[Dataset excerpts on object pointing]
·····

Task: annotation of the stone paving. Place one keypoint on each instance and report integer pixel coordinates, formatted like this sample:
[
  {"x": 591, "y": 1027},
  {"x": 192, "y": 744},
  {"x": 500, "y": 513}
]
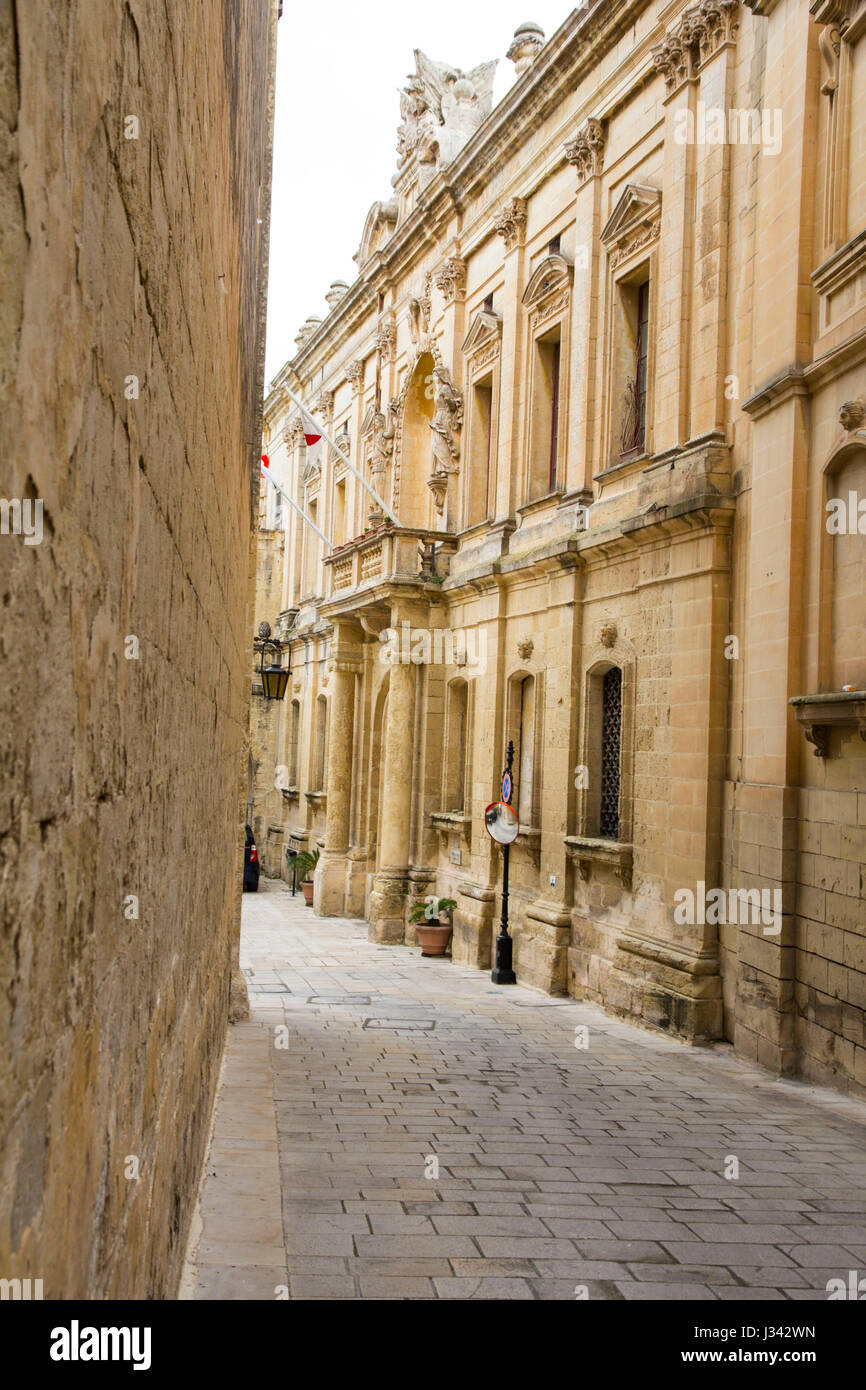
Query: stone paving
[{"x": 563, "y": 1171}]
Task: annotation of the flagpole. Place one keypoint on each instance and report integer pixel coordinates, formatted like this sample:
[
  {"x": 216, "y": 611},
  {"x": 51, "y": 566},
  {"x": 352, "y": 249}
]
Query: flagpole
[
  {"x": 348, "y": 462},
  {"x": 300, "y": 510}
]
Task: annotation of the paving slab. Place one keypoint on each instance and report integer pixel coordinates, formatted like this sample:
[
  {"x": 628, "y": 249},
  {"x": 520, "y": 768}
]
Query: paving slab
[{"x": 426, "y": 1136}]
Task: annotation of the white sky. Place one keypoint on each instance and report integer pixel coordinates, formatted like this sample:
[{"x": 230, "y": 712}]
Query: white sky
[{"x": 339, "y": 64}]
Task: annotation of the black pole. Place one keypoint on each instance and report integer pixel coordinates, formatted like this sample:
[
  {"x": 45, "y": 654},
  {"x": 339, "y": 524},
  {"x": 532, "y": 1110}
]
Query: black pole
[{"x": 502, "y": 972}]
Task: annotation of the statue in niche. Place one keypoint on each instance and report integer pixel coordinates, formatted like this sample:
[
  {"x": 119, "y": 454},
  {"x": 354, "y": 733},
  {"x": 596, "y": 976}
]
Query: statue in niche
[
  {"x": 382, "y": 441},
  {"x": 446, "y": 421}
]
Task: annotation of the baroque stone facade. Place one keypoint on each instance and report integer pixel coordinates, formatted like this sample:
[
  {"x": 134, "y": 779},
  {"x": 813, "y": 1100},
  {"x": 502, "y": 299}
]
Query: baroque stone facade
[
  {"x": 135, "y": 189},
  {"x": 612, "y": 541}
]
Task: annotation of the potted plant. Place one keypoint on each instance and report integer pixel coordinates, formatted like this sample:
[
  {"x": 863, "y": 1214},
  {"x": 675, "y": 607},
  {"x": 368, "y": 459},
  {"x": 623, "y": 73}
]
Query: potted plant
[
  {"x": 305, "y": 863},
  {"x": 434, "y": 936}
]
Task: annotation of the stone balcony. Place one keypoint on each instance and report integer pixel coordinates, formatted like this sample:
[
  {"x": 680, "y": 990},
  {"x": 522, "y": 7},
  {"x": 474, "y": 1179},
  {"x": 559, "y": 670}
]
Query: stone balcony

·····

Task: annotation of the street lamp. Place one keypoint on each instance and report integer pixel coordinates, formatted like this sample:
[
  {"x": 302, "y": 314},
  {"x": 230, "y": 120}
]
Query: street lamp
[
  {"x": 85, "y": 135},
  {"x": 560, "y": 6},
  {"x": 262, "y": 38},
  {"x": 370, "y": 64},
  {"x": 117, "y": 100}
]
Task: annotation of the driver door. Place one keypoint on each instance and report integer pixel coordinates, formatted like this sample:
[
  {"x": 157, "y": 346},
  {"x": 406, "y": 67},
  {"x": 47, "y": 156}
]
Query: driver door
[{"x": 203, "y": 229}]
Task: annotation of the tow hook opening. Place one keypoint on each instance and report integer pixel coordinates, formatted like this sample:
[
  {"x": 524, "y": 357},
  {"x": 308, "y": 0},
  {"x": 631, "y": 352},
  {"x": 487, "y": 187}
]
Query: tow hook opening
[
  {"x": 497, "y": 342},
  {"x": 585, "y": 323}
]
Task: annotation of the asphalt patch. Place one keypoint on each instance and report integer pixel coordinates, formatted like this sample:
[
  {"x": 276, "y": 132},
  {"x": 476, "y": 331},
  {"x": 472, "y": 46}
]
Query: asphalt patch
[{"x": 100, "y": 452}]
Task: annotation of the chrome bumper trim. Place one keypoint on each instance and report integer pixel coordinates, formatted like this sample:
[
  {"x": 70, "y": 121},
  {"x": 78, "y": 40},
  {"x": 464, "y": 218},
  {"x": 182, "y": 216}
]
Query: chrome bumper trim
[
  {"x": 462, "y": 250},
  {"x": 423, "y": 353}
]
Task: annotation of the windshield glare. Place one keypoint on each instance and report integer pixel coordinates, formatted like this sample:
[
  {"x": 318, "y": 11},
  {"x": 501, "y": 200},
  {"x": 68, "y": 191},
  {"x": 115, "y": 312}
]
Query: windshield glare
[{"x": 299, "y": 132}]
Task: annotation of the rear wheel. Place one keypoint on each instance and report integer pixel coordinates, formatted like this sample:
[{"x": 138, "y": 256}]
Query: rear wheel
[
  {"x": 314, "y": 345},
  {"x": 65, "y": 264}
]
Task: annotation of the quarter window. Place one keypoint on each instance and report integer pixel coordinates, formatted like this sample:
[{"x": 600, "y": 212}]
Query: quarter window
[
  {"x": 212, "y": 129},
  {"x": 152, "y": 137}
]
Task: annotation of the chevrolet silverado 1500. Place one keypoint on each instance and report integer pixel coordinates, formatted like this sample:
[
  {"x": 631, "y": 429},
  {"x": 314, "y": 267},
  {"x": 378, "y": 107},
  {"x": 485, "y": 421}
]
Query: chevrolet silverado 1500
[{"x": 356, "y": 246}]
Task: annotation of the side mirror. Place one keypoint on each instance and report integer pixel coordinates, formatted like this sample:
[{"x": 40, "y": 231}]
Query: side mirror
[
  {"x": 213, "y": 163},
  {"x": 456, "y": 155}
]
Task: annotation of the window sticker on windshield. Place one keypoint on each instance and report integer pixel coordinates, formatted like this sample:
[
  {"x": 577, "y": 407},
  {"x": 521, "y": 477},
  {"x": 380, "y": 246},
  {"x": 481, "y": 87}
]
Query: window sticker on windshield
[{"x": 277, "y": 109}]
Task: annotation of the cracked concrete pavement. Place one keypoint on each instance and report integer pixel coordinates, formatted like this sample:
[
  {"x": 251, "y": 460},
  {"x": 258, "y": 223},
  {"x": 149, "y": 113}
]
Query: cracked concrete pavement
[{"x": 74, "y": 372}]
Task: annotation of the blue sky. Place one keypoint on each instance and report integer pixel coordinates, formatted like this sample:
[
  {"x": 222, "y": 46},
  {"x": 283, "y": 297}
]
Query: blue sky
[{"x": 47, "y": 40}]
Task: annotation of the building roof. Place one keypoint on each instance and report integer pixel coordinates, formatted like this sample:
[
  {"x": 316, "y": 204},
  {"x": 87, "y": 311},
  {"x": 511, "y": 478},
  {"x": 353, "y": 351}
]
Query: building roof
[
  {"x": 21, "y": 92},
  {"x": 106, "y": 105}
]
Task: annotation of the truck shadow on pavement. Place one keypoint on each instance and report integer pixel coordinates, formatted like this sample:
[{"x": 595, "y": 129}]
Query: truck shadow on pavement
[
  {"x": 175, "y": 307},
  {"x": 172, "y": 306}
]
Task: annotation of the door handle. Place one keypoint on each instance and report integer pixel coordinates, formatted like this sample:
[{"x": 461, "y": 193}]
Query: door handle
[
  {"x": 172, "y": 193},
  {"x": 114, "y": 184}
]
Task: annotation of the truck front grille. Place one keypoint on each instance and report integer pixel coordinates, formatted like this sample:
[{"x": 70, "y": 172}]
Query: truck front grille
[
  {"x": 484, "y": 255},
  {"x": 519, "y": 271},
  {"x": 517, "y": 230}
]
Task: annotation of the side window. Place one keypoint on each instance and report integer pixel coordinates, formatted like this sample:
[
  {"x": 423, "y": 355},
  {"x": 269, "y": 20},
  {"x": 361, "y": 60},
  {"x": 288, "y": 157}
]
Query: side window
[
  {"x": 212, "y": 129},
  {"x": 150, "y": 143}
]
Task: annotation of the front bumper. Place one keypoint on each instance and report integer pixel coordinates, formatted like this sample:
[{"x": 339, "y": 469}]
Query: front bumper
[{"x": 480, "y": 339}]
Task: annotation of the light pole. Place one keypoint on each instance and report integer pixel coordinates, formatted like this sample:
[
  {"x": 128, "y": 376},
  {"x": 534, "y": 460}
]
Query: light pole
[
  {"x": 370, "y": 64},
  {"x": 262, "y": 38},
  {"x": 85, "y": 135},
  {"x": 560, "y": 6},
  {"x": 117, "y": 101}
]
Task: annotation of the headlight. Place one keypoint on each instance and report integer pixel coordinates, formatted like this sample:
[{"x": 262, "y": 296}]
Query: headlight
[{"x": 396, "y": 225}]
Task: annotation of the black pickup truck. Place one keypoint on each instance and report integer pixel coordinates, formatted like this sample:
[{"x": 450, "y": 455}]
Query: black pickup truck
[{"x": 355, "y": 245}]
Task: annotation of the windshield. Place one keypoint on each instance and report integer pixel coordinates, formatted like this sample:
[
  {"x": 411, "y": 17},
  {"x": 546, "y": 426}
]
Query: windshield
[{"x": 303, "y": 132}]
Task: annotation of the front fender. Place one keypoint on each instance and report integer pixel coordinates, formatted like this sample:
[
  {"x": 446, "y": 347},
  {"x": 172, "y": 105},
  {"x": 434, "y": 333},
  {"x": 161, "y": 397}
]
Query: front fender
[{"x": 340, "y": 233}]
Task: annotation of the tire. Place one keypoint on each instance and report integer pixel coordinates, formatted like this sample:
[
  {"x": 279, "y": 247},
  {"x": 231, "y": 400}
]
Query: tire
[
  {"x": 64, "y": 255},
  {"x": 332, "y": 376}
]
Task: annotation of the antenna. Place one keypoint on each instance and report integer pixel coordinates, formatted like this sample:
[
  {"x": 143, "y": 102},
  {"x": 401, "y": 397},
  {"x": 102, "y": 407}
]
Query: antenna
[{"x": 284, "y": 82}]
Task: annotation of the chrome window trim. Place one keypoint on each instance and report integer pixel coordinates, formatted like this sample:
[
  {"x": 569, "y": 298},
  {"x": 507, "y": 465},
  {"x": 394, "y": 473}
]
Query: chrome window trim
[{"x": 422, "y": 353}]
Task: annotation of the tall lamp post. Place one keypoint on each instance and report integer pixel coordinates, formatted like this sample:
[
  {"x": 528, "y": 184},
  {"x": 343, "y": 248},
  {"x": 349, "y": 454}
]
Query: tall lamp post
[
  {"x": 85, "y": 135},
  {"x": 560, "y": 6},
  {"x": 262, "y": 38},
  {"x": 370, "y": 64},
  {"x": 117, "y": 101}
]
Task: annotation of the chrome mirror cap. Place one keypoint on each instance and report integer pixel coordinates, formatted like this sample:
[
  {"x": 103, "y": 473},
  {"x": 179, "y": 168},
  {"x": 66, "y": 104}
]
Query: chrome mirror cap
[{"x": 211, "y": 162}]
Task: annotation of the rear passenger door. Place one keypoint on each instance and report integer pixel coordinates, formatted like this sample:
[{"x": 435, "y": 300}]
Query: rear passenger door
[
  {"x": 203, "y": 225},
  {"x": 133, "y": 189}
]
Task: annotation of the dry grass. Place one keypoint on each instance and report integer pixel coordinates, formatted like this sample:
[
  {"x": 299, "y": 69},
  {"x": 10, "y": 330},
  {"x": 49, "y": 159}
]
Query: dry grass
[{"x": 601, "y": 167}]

·····

TASK DETAILS: Return the rows above unchanged, starting at the line that contains "Task: annotation of the statue" and ending at the line that contains "Query: stone balcony", with both of those lines included.

COMPLETE RESPONSE:
Task: annotation of the statue in niche. Place one keypoint on each instance and report integer pixel coordinates, formatted like this sample:
[
  {"x": 119, "y": 454},
  {"x": 354, "y": 733},
  {"x": 596, "y": 976}
]
Query: statue in niche
[
  {"x": 382, "y": 441},
  {"x": 446, "y": 421}
]
Task: annotation of the baroque stone facade. Place one keypoint on each instance and report integer pixel coordinates, formatted like this sample:
[
  {"x": 134, "y": 779},
  {"x": 813, "y": 1100},
  {"x": 502, "y": 299}
]
Query: baroque stone facade
[
  {"x": 135, "y": 189},
  {"x": 612, "y": 541}
]
Task: annotation of the potted plant. Place one keypoint on each instance and report integer pixel coordinates, formatted like this sample:
[
  {"x": 863, "y": 1214},
  {"x": 675, "y": 607},
  {"x": 368, "y": 459},
  {"x": 623, "y": 73}
]
Query: potted plant
[
  {"x": 305, "y": 863},
  {"x": 434, "y": 936}
]
Task: annotation of the stone balcony. Place one keypoint on each instance and report integer pixel coordinates, formatted like this sample:
[
  {"x": 680, "y": 990},
  {"x": 522, "y": 7},
  {"x": 474, "y": 1179},
  {"x": 559, "y": 670}
]
Query: stone balcony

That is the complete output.